Goal: Rename "pixel coordinate pair" to "pixel position" everywhere in the lines below, keep everything else the same, and leave the pictures out of your answer.

Object position labeling lines:

(begin)

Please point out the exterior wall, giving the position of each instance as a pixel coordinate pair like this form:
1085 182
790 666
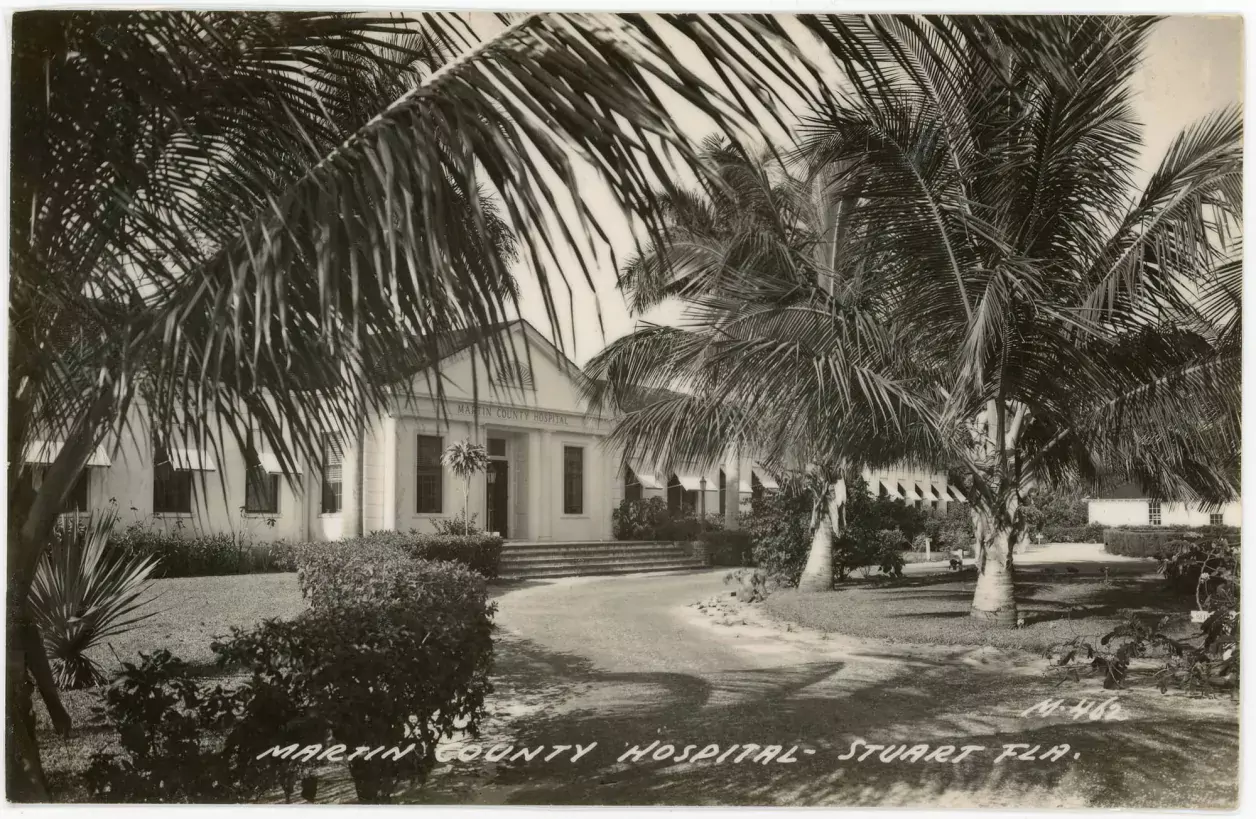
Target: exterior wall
1133 511
129 482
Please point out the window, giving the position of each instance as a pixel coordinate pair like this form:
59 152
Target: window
680 500
573 480
260 488
430 485
632 486
172 488
77 499
74 501
333 474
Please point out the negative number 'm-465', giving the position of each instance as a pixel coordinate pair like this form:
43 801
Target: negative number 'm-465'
1089 710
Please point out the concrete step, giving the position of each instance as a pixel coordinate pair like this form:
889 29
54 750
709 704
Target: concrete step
579 570
592 560
593 552
627 545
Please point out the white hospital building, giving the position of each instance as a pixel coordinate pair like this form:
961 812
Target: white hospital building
550 477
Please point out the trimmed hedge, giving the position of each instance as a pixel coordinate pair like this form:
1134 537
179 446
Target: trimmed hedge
729 548
191 555
1092 533
479 552
1153 542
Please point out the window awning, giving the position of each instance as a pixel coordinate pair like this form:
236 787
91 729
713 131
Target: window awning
269 462
648 480
47 452
192 461
691 482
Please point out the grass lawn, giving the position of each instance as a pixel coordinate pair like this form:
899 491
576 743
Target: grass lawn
933 608
190 613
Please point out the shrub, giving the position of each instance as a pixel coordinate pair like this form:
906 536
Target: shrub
639 519
779 528
729 548
395 662
171 735
192 555
403 663
1154 540
1090 533
457 525
479 550
84 592
1198 567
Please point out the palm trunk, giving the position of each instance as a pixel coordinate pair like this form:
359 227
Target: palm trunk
995 599
818 573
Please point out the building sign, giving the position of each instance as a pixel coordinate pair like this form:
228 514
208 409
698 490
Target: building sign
538 417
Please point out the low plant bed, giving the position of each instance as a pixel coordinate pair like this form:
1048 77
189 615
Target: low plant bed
935 608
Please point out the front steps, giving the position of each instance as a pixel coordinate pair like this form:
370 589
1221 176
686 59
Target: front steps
529 560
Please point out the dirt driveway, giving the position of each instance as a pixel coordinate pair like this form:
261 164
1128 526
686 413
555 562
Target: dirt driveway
592 668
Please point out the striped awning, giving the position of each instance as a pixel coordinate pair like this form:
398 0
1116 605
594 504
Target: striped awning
269 462
47 452
192 461
648 480
691 482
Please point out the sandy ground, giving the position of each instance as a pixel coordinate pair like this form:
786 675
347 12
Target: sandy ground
672 666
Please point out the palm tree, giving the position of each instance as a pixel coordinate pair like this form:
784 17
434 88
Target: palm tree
995 295
467 460
215 214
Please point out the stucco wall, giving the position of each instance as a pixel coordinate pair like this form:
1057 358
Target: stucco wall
1134 513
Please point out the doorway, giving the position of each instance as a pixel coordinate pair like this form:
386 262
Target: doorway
498 477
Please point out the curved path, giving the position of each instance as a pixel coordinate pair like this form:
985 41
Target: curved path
628 661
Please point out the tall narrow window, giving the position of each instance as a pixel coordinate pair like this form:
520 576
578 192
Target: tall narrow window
430 485
632 486
260 486
172 486
333 474
573 480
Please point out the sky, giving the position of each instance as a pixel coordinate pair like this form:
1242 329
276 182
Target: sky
1193 65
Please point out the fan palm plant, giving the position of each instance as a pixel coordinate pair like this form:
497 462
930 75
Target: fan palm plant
86 593
467 460
981 288
210 212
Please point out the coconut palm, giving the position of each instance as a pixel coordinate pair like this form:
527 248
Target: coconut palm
215 212
995 297
467 460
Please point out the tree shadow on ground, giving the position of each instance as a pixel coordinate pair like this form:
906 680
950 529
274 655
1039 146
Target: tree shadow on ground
1161 758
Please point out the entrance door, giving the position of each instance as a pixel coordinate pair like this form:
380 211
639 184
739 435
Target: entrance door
499 499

(end)

Exercise solution:
Please point out the exterior wall, giving the position of each instance as a pixel position like this form:
1085 182
790 666
Target: exterior wall
1133 511
129 482
Please point out the window, giving the position of each instance as a pixel position like this form:
59 152
Target: window
680 500
573 480
260 488
430 485
632 486
172 488
77 499
74 501
333 474
Please point out the negative number 'm-465', giving the position of each instance as a pixel position like this form:
43 801
Target: negative number 'm-465'
1089 710
Please point out the concrete step, giving the position of each instance as a pixel position like this form:
889 29
54 750
709 704
Target: concrete step
579 570
592 560
593 552
627 545
Please point out the white hospital building, giving the position of each instance as a pixel position like this form:
961 812
Target: white hospital building
550 477
Please point out the trimmed hedge, giving the position of each instance as a pixel position like this form:
1134 537
179 446
Target: trimmed hedge
729 548
191 555
1092 533
479 552
1153 542
Please point out the window awning, giving the position of each instance as a pixel position like this form:
236 787
91 729
713 131
Target: window awning
269 462
648 480
47 452
192 461
691 482
Please point out the grass lawn, giving the position of each instance as a pixel position like this form:
899 491
576 743
Target: grass lawn
933 608
190 613
Please point out the shrub, giving the position of each instance as a pixel position like this form:
906 536
Target: shrub
639 519
779 528
729 548
395 662
171 735
192 555
403 663
1154 540
1090 533
457 525
479 550
84 592
1198 567
Please point out the palm trunk, giving the position of each instance as a pixel position like this form:
359 227
Target: palm trunk
995 599
818 573
Please point out the building sign, giving the position of each instance as a pixel position like this form:
228 514
208 409
698 490
Target: building sign
538 417
Please point out the low plant bed, giving the position of each instance as a pixel position like this form:
1048 77
189 615
Target: low plant bed
935 608
Please point out the front steps, giving the position of each instance as a pixel position like this form:
370 589
1221 176
686 59
Target: front steps
529 560
Please point out the dirt driveway, giving the position of each instance as a pixel position like this form:
261 164
1128 526
686 413
555 562
Target: dirt driveway
592 668
Please point out the striped awning, giving the position of each instance as a pixel position like this form:
398 0
1116 605
594 504
Target: striped awning
269 462
47 452
192 461
648 480
691 482
Please point out the sandy ground, giving the position of each instance as a pixel position like this form:
786 675
347 12
Target: sandy ground
672 666
Please point out the palm tree, giving the position of each instance as a pixel position like this form:
784 17
434 88
Target: palm tree
995 295
467 460
215 214
Please point out the stucco wall, giving the position of each instance as a pixel position like this form:
1057 358
Target: stucco wall
1134 513
Please point out the doorway, giving the position of each instance as a pixel position like this form:
386 262
Target: doorway
498 477
Please point out the curved path, giving the position of each instance as a pixel position like this form:
985 41
Target: curved path
628 661
Please point out the tall narrow window, giving the position of each instance as a pixel position like this form:
520 576
578 192
Target: tall narrow window
430 485
632 486
260 486
172 486
333 474
573 480
Please point out the sky, giving the position of each instance as a pixel position like this form:
1242 329
276 182
Target: sky
1193 65
Please point out the fan palm plant, giving the position of each instance as a pixel position like this form:
497 462
930 75
Target: fan palm plant
86 593
467 460
981 288
210 212
Please point out the coconut palm, giving the position of each instance as a pixel position like this form:
527 248
Target: coconut palm
215 212
995 297
467 460
Please point out the tree shadow on ground, giving the position of each instance as a pixel position like this form:
906 680
950 529
274 655
1039 146
Target: tree shadow on ground
1161 758
Please point out the entrance door, giving the position of each instance as a pixel position like this form:
380 211
639 184
739 435
Target: entrance door
499 499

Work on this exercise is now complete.